_WHAT TO WORK ON_
For this listing, the lines between the one holding "[(269, 446), (61, 391)]" and the one holding "of the inscription", inclusive, must be set down exactly.

_DATA FOR THE TASK_

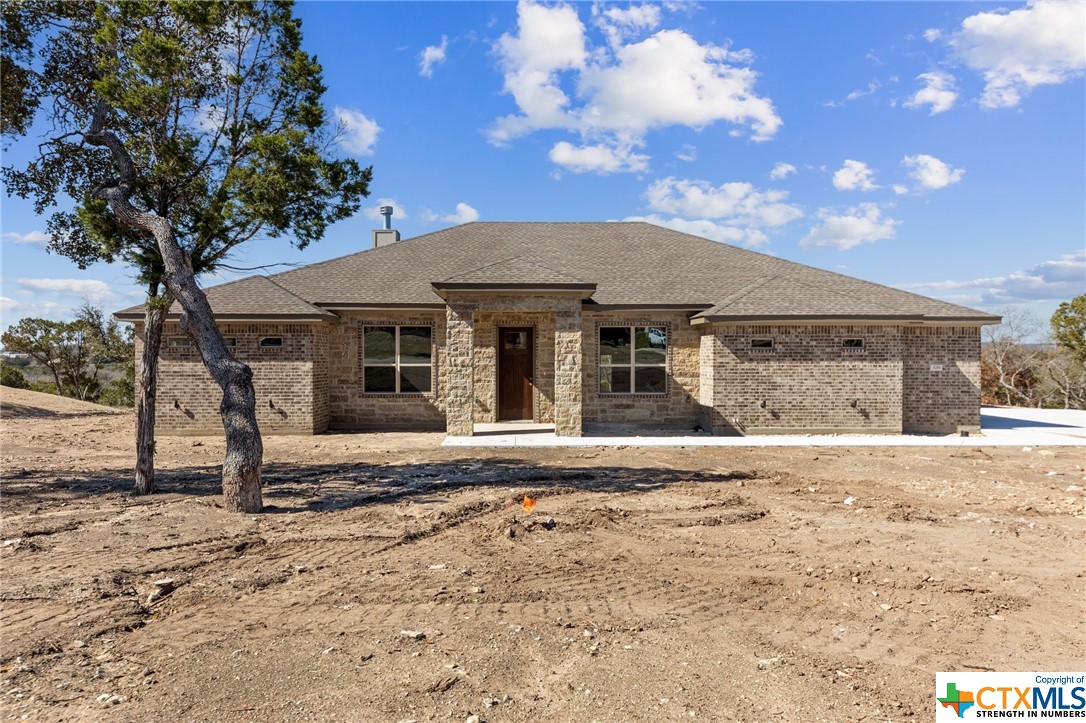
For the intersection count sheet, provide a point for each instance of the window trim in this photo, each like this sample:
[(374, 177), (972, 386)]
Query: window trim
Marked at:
[(632, 365), (396, 364)]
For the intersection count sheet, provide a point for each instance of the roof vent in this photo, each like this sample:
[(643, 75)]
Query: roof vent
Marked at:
[(387, 236)]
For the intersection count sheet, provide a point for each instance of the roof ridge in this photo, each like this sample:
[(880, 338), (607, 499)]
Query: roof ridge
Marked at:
[(288, 291), (734, 296)]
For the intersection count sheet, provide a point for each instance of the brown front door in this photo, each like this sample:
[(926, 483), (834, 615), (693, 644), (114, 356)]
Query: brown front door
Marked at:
[(515, 365)]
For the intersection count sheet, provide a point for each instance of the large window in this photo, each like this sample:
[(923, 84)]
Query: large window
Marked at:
[(633, 359), (396, 359)]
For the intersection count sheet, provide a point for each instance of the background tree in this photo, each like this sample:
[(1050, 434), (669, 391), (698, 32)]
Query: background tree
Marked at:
[(12, 377), (75, 352), (1069, 327), (1009, 363), (40, 339), (184, 129)]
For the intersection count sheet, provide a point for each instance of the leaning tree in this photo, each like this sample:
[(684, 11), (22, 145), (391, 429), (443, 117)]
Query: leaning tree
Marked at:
[(175, 131)]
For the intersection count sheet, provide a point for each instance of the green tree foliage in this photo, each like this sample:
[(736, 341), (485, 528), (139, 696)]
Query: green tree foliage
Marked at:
[(12, 377), (76, 352), (1069, 327), (181, 129), (40, 339)]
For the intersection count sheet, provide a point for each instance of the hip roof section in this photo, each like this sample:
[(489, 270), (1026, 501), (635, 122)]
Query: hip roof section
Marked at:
[(629, 265)]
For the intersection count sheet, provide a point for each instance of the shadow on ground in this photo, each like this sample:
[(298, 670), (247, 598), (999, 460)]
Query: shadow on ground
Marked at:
[(324, 487)]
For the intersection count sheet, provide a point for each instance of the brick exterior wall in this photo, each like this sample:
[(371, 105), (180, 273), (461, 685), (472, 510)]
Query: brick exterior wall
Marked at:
[(911, 379), (351, 407), (944, 400), (678, 407), (807, 383), (289, 378)]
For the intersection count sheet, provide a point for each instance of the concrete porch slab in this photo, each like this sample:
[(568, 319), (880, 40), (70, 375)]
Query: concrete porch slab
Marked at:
[(1001, 427)]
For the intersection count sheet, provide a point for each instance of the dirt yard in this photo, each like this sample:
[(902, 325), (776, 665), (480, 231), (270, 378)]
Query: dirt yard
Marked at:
[(393, 580)]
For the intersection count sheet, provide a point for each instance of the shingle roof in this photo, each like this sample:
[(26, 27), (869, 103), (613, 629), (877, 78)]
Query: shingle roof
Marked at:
[(514, 270), (774, 296), (254, 296), (632, 264), (515, 274)]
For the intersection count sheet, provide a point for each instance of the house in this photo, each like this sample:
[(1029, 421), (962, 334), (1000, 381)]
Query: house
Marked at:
[(586, 326)]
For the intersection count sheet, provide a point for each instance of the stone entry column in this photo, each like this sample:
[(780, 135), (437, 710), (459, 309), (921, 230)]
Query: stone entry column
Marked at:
[(459, 369), (568, 353)]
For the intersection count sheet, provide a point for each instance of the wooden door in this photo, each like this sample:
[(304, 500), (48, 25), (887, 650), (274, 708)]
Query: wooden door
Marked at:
[(516, 363)]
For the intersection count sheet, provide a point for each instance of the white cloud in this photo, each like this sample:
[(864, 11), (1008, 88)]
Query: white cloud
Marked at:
[(930, 173), (782, 170), (30, 238), (1052, 280), (618, 24), (358, 134), (741, 202), (90, 289), (623, 90), (12, 309), (853, 176), (731, 213), (670, 79), (432, 55), (1017, 51), (598, 159), (707, 229), (374, 213), (856, 94), (862, 224), (465, 214), (938, 92)]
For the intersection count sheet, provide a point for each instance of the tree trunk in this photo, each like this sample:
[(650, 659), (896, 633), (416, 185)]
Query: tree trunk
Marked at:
[(153, 321), (244, 449)]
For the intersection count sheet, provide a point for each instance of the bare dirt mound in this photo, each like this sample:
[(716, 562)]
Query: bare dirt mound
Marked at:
[(24, 404)]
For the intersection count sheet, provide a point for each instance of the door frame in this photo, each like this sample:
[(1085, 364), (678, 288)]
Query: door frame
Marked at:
[(497, 365)]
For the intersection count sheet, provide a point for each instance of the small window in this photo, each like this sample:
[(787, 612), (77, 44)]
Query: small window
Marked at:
[(398, 359), (633, 360)]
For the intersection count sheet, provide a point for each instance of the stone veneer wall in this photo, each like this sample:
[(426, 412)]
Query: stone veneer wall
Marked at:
[(679, 407), (808, 382), (287, 378), (945, 398), (351, 407), (470, 355), (487, 325)]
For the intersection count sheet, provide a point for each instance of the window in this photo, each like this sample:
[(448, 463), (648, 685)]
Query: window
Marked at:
[(633, 359), (396, 359)]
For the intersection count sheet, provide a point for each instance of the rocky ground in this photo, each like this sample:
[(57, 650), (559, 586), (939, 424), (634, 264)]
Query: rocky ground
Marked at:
[(393, 580)]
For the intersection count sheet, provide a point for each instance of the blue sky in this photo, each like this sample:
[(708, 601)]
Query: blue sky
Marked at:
[(938, 148)]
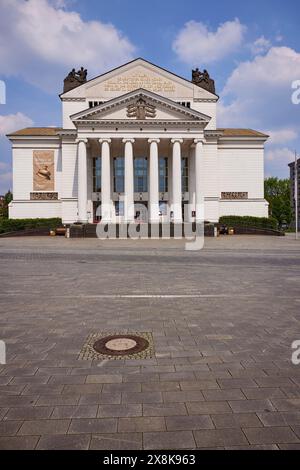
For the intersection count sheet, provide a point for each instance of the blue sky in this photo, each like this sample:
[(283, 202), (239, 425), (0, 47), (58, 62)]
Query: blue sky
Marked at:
[(251, 49)]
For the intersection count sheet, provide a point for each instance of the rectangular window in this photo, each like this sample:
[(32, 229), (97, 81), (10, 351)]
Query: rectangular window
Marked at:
[(163, 175), (119, 171), (185, 175), (141, 175), (119, 208), (163, 208), (97, 175)]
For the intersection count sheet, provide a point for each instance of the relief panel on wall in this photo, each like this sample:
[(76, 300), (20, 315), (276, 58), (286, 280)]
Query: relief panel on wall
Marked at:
[(43, 170)]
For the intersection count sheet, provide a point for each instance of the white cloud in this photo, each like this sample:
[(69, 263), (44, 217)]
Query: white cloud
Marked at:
[(258, 92), (14, 122), (284, 155), (282, 136), (5, 177), (260, 46), (195, 44), (258, 95), (41, 42)]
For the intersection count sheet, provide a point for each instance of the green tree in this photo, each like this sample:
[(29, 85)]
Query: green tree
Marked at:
[(278, 195), (4, 209)]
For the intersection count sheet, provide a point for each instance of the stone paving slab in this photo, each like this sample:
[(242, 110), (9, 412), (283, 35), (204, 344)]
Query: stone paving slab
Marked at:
[(222, 322)]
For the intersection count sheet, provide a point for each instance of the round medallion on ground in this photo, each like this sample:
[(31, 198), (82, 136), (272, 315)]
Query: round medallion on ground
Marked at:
[(120, 345)]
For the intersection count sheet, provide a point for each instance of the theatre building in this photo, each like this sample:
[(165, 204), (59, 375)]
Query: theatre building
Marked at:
[(138, 143)]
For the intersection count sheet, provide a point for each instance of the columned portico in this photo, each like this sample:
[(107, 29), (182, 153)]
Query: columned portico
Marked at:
[(128, 180), (106, 203), (154, 182), (82, 180), (176, 180)]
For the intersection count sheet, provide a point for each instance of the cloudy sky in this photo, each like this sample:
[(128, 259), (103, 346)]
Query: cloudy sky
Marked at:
[(251, 49)]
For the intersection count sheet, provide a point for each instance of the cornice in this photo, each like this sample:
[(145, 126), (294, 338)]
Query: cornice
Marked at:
[(153, 97)]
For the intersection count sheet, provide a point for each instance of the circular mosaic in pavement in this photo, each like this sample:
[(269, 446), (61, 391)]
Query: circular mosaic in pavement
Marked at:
[(119, 345)]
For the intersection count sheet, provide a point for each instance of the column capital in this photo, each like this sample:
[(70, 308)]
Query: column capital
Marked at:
[(81, 139), (195, 142)]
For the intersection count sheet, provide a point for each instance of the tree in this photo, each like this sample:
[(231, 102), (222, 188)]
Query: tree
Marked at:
[(278, 195), (4, 209)]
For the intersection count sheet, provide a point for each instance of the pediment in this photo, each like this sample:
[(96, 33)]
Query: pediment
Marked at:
[(140, 105), (136, 75)]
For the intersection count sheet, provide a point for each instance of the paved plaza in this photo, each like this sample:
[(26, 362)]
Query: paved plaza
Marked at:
[(222, 321)]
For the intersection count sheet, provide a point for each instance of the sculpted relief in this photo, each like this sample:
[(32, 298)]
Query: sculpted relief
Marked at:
[(139, 80), (43, 170)]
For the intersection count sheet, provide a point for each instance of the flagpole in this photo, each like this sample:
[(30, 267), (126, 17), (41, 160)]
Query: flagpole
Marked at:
[(296, 196)]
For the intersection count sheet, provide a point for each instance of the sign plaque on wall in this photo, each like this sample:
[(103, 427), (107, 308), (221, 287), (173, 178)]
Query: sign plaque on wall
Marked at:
[(43, 196), (234, 195), (43, 170)]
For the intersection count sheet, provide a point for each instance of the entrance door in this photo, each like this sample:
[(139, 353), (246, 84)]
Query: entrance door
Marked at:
[(96, 211), (141, 211)]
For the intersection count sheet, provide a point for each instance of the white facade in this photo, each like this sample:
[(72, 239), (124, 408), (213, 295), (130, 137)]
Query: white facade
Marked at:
[(174, 156)]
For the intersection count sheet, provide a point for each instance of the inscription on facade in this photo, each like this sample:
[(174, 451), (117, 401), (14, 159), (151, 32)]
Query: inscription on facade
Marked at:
[(234, 195), (43, 196), (141, 80)]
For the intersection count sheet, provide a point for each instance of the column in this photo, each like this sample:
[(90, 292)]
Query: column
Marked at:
[(82, 180), (176, 177), (128, 180), (106, 209), (154, 183), (199, 180), (192, 184)]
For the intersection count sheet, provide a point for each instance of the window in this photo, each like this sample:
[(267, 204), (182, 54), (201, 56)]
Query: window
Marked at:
[(185, 175), (163, 208), (96, 175), (119, 208), (163, 175), (140, 175), (119, 175), (187, 104), (92, 104)]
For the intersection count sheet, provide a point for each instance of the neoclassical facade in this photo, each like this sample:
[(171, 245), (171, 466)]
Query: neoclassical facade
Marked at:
[(138, 143)]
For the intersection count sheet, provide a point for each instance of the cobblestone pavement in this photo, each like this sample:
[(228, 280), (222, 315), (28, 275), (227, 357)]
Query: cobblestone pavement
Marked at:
[(222, 319)]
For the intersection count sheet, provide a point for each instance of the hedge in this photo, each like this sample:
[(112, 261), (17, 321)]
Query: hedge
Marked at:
[(247, 221), (14, 225)]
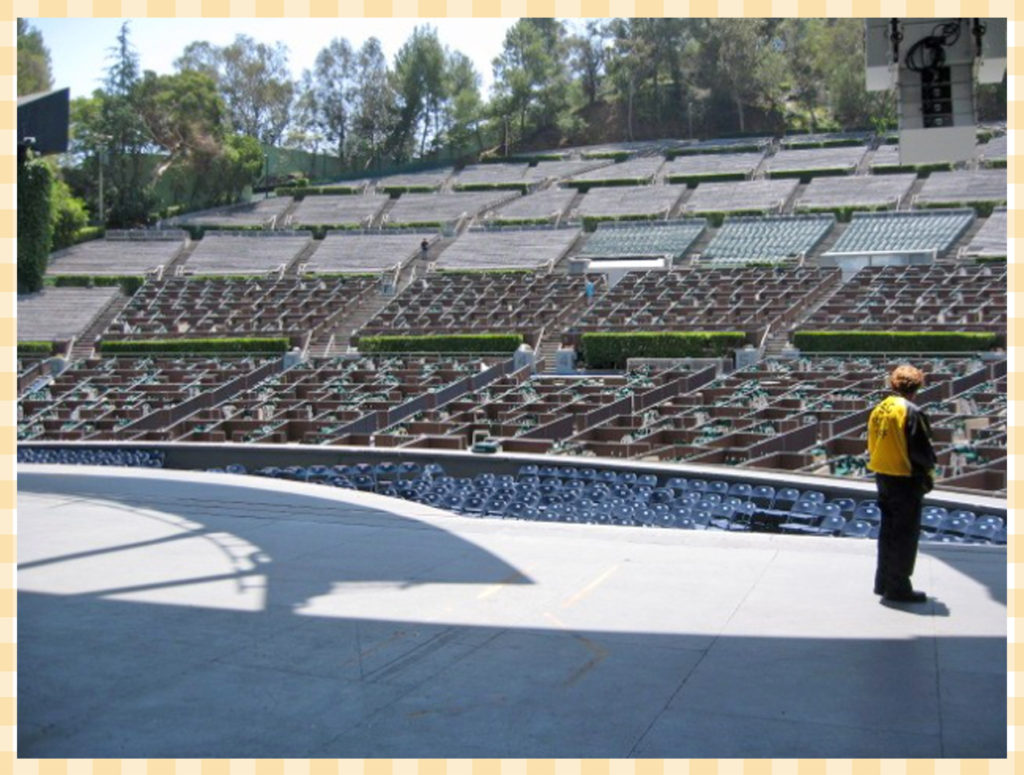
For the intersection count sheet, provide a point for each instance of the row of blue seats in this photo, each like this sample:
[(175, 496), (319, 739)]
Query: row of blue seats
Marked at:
[(567, 493), (86, 457)]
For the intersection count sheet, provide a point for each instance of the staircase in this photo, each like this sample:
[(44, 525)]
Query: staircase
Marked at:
[(84, 346), (546, 353), (337, 336)]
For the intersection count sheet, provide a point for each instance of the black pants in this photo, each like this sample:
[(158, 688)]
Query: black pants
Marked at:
[(900, 499)]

_RESPONSE AREA_
[(269, 446), (61, 391)]
Query: circular mosaic in pavement
Marked at:
[(119, 345)]
For the intersection count sheet, provide a point for each instance of the column capital in this photo, each like this sample:
[(70, 308)]
Query: column capital
Marked at:
[(81, 139), (195, 142)]
For the intersection count sheet, provide a point for each instance of the tree in this photo, each like this sample:
[(231, 102), (222, 188)]
Query: tree
Marked at:
[(278, 195), (4, 209)]
For the intersection count sheet, provide a point for each instance of the pediment in this photo, each like this sample:
[(96, 33)]
Query: pediment
Marked at:
[(140, 105), (136, 75)]
For the intersection count sheet, provide a point for each instance of the paved plaza in this photo, each like this sample:
[(26, 362)]
Query: paved plaza
Marked at:
[(222, 321)]
For the intersection count sheet, provide a point for each instance of the sculpted relief in this photo, each like this sample:
[(32, 298)]
Query: sculpted relief
Marked at:
[(139, 80), (43, 170)]
For the intersection count sheet, provide a point for each instance of the flagpole in this photo, each like this sample:
[(30, 267), (126, 17), (41, 160)]
Query: flagpole
Marked at:
[(296, 196)]
For the intersection count sheet, provide a point for each instance of the sign plaque on wall in this photo, each like this sample:
[(103, 427), (107, 308), (221, 287), (173, 178)]
Query: sign plaque on wall
Marked at:
[(43, 196), (234, 195), (43, 170)]
For the intersection count sheet, provide a point for each instance of the entrance door in this photo, each like this sample:
[(139, 353), (246, 84)]
Query: entrance door
Marked at:
[(96, 211), (141, 211)]
For the intersection count sheet, provide a point for each instance of the white facade in this photo, each like this sample:
[(72, 239), (124, 408), (213, 295), (130, 137)]
Query: white facade
Marked at:
[(174, 156)]
For the intersection count sheet, provide a point for each instance of the inscription on facade in this photo, each like this sample:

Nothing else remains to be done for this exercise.